> **Brief**: Exactly reproduce the lines from the one holding "Query: crack in stone" through the final line of the listing below, with both ends included and nothing else.

> **Exercise material**:
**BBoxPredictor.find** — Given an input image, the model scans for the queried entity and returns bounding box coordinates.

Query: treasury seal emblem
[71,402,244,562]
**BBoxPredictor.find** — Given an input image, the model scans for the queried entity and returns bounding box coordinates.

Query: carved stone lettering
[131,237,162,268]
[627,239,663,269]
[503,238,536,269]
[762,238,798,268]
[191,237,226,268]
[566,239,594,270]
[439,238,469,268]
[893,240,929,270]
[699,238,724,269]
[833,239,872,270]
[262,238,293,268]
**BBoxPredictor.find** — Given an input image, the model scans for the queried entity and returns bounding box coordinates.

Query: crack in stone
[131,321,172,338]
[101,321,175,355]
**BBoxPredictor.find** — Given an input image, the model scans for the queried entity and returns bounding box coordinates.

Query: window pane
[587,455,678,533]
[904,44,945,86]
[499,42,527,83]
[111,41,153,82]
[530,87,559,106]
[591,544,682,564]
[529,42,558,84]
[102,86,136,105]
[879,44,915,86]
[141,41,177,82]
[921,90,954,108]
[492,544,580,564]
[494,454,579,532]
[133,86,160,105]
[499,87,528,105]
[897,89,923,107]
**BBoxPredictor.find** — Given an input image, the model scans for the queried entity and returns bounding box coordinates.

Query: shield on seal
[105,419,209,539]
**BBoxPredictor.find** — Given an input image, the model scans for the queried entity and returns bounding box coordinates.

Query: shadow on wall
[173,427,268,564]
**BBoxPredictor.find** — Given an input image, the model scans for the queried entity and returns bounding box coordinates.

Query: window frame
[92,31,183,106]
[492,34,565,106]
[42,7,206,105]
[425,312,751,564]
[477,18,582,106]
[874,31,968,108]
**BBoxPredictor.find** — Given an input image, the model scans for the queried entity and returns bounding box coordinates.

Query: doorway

> **Written solution**:
Query: crack in stone
[131,321,172,338]
[101,321,175,355]
**BBoxPredictor.find** — Given an input image, the model scans for the queried entity and returns bounding box coordinates.

Query: window pane
[587,455,678,533]
[904,44,945,86]
[499,42,527,83]
[111,41,153,82]
[530,87,559,106]
[591,544,682,564]
[529,42,558,84]
[102,86,136,105]
[879,44,915,86]
[141,41,177,82]
[921,90,954,108]
[492,544,580,564]
[494,454,579,532]
[133,86,160,105]
[499,87,528,105]
[897,89,923,107]
**BBoxPredictor.find** — Given an input image, the model scans for the queried entity and returns bounding box coordinates.

Query: shield on seal
[105,419,209,539]
**BBoxPredictor.find** — Given an input image, the model scans for the queried entity and returns bounding box coordinates.

Query: shadow on wall
[173,427,268,564]
**BBoxPredictor.find** — Given an input image, the model scans for the queried entity and returns bounding box coordinates.

Query: window frame
[92,31,183,106]
[492,34,565,106]
[42,7,206,105]
[425,312,751,564]
[477,18,582,106]
[874,31,968,108]
**BBoxPredictor.find** — Given an input image, the model scans for the queried entity and returns bounding box coordinates.

Query: doorway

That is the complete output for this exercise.